#### [SUPPLIED RECORDS]
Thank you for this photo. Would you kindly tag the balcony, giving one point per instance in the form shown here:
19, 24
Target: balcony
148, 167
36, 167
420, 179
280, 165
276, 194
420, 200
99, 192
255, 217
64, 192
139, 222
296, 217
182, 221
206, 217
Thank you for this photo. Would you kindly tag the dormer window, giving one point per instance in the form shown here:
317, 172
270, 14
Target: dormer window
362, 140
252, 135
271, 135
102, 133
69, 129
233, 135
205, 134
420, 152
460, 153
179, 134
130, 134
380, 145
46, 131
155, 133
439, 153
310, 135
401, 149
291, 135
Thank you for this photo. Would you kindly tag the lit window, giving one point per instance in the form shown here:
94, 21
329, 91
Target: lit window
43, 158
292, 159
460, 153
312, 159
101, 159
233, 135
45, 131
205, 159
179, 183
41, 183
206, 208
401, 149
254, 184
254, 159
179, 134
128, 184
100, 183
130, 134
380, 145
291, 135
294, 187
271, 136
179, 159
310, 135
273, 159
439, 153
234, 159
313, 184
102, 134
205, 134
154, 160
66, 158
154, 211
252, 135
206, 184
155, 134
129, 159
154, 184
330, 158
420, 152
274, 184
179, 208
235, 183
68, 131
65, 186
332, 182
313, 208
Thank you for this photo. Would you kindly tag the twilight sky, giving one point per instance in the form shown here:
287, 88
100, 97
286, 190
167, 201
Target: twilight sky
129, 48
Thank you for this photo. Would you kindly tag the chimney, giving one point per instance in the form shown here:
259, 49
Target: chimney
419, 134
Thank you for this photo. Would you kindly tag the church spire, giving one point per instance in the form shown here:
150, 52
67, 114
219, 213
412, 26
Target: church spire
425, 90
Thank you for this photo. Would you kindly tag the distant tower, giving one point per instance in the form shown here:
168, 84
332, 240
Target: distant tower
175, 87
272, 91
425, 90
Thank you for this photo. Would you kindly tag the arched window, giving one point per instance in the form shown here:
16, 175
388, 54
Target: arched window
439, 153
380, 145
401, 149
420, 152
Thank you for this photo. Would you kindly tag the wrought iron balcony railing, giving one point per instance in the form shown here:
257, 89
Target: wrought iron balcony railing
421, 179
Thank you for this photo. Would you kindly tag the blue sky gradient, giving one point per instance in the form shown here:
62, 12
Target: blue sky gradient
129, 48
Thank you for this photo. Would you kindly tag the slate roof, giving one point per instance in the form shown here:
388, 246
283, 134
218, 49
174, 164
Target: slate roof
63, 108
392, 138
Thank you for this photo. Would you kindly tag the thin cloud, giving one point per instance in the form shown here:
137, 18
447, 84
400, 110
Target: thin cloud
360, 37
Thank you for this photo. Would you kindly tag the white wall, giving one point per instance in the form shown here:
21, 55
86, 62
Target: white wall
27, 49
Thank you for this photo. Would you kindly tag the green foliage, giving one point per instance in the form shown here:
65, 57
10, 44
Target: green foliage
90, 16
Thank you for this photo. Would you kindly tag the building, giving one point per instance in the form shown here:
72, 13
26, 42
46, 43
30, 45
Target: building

#### [ACTION ITEM]
Set the whole listing down, word for word.

#### [ANSWER BELOW]
Thank you for this photo. Would you kindly tag the balcony, giving one point per instance in the form shown here:
19, 24
Target: balcony
148, 167
36, 167
420, 179
280, 165
276, 194
420, 200
99, 192
255, 217
64, 192
139, 222
296, 217
182, 221
206, 217
Thank you for this photo. Would you kindly tag the dormer window, giving one point per instance in the form shown here:
317, 172
270, 14
Target: dormer window
362, 140
252, 135
271, 135
102, 133
69, 129
233, 135
205, 134
420, 152
460, 153
179, 134
130, 134
380, 145
46, 131
155, 133
439, 153
310, 135
401, 149
291, 135
Thank you for this photo. Would you kindly tag the lit window, giving one point per instance in the form shown here:
94, 21
329, 91
Target: lit window
43, 158
292, 159
460, 153
312, 159
101, 159
233, 135
45, 131
205, 159
179, 183
41, 183
206, 208
401, 149
254, 184
254, 159
179, 134
128, 184
100, 183
130, 134
380, 145
291, 135
294, 187
271, 136
179, 159
310, 135
273, 159
439, 153
234, 159
313, 184
102, 134
205, 134
154, 160
66, 158
154, 211
252, 135
206, 184
155, 134
129, 159
154, 184
330, 158
420, 152
274, 184
179, 208
235, 183
68, 131
65, 186
332, 182
313, 208
Thank you for this photo. Would you kindly tag the twilight sky, giving one point per instance in the form shown here:
287, 88
100, 97
286, 190
167, 201
Target: twilight sky
129, 48
Thank you for this photo. Would you kindly tag the chimney, giving one point per instance in the form shown here:
259, 49
Target: chimney
419, 134
Thank you for this photo. Would you kindly tag the church spire, giving one point per instance in the form shown here:
150, 52
67, 114
219, 213
412, 26
Target: church spire
425, 90
Thank you for this photo. Would you kindly tag the distant tower, giving one point per instance in the form shown here:
168, 84
332, 240
Target: distant tower
175, 87
272, 91
425, 90
Thank you for this photo. Would you kindly tag the arched window, giving one point per instance in the form shown here:
16, 175
388, 54
Target: arched window
439, 153
380, 145
401, 149
420, 152
Thank you for this photo. Would you kindly tag the wrought iron balcony railing, giving one point per instance in the form shown here:
257, 89
Target: wrought iron balcony railing
421, 179
Thank you for this photo. Would you kindly tag the blue sky gradient, giving one point per instance in the form shown here:
62, 12
Target: blue sky gradient
129, 48
Thank you for this photo. Would you kindly tag the slate roof, giving one point per instance in the form shown here:
388, 246
283, 134
218, 49
174, 164
Target: slate roof
63, 108
392, 138
Thank you for this photo. Would you kindly tag the thin cloud, giving one point per instance in the form shown here:
137, 18
447, 84
400, 110
Target: thin cloud
360, 37
Thank you for this photo. Would you kindly tag the white wall, giving one point per instance in the form shown here:
21, 55
86, 62
Target: white wall
27, 49
Thank you for this photo. Would you kindly tag the green foliage, giving one point per instance in the form shown here:
65, 57
10, 44
Target: green foliage
90, 16
Thank you for this photo. Would you kindly tag the building, giving one point per instance in the form shown here:
72, 13
26, 42
46, 43
30, 45
Target: building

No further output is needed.